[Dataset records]
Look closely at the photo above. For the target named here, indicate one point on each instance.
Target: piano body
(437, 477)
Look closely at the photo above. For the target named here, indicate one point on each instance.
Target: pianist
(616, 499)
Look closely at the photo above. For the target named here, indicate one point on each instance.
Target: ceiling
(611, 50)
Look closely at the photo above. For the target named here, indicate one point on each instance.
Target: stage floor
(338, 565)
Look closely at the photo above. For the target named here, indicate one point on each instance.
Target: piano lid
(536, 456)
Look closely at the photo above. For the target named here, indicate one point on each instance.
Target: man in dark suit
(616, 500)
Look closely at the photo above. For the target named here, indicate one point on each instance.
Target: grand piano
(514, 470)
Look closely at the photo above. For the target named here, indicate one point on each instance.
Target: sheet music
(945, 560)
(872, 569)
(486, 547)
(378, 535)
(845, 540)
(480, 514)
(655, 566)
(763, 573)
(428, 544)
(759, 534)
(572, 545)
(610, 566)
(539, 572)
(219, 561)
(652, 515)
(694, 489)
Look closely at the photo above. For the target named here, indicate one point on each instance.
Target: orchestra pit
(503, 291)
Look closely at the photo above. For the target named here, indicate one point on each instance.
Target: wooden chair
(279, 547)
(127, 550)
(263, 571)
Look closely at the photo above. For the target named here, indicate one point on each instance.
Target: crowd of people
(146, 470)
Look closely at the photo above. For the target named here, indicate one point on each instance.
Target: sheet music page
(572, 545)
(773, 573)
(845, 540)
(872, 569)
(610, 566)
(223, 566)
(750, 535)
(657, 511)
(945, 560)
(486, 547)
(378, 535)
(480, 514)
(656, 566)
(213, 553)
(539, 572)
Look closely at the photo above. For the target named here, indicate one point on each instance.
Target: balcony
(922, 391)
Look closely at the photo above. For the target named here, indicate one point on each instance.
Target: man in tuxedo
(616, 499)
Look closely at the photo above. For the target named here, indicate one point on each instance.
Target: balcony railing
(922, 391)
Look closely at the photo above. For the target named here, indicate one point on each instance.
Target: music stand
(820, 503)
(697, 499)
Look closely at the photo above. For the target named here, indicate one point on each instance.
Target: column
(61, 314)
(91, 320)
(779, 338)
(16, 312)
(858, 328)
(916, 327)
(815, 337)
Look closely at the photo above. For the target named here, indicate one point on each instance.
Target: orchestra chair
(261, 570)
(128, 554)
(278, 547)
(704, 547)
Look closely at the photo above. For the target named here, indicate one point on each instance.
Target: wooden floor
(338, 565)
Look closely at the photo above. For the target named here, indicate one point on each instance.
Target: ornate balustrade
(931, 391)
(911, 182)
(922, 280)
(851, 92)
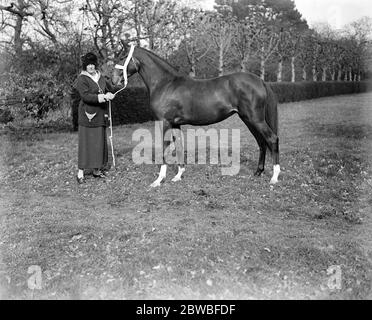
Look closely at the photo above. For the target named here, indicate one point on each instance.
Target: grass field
(206, 237)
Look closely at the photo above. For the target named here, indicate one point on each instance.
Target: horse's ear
(125, 44)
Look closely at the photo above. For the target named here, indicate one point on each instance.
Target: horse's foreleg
(163, 168)
(161, 177)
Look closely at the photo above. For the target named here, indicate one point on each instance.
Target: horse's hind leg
(272, 142)
(178, 141)
(261, 144)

EXERCISE REQUIREMENTS → Set the entries down again exactly. Do not include the images.

WRITTEN SOLUTION →
Look closely at the photo above. For the target named here, indicate one point on each instance.
Target: piano body
(437, 477)
Look closely at the photo above. For the target named here, indicate one point on each instance.
Target: pianist
(616, 499)
Look closely at the photo above. For the target named here, indicate one point on each instance.
Target: ceiling
(611, 50)
Look closely at the photo above. For the target named here, indicate one point on each instance.
Target: stage floor
(338, 565)
Look closely at the photo above. For the target named here, indicate one point on each instance.
Target: piano lid
(536, 456)
Look closely at the photo above. For the target named here, indicate one point on each instance.
Target: man in dark suit
(616, 500)
Look closely at the photo above. For the target named here, indicate one point on each instance.
Target: grand piano
(514, 470)
Look closely at the photo above. For the target named here, indicate one point on each instance.
Target: sheet music
(945, 560)
(872, 569)
(486, 547)
(378, 535)
(845, 540)
(480, 514)
(655, 566)
(763, 573)
(428, 544)
(759, 534)
(572, 545)
(610, 566)
(539, 572)
(219, 561)
(652, 515)
(694, 489)
Look closely at the photo above. For the target named here, indicate one point on each instance.
Target: orchestra pit
(503, 291)
Look closely at the photo above. For the target named here, indicate one point on each instance.
Target: wooden chair
(279, 547)
(127, 550)
(263, 571)
Look closely at the photo above. For the target named here, indicate one point on each instance.
Target: crowd of people
(146, 470)
Look closely at the photo above. For the target named here, indicate one point on each instance.
Target: sheet music page
(572, 545)
(773, 573)
(845, 540)
(872, 569)
(610, 566)
(223, 566)
(750, 535)
(657, 511)
(945, 560)
(486, 547)
(378, 535)
(480, 514)
(656, 566)
(213, 553)
(539, 572)
Look closely at the photo above. For the target named here, indicate one point on each instance.
Target: balcony
(922, 391)
Look closely at the photo above. For the target named here, indicate one point on each instance.
Target: man in tuxedo
(616, 499)
Look closely at the photo above. For the target named here, indicate one point on each instance.
Target: balcony railing
(922, 391)
Look closely at the photo above. For the target named here, indicate one point on each instance.
Target: music stand
(820, 503)
(697, 499)
Look closely at the photo above. For the target named here, indicate one point on each instance.
Target: column
(61, 314)
(91, 320)
(779, 338)
(16, 312)
(858, 328)
(916, 327)
(815, 337)
Look closely at the photo above. For the target named here, indicate one point on each instance.
Target: orchestra chair
(261, 570)
(128, 554)
(278, 547)
(704, 547)
Look closely at the photo above. For the target named here, indicate one point on each instance.
Target: wooden floor
(338, 565)
Look closely at the photo above. For the target named here, indicate one point on each instance.
Target: ornate balustrade
(931, 391)
(911, 182)
(922, 280)
(851, 92)
Look closely at the photo above. For the target named here, indicate one point on each instance.
Target: grass field
(206, 237)
Look closely at the photo above. For the target named here, indicate one point on each instance.
Target: horse's ear
(125, 44)
Look closely at the photo above. For the target named here, indicate one point on each instance.
Target: horse's foreleg
(163, 168)
(161, 177)
Look closely at the photo above. For the target named here, indicate one point on each instance.
Target: horse's hind leg
(272, 142)
(178, 141)
(261, 144)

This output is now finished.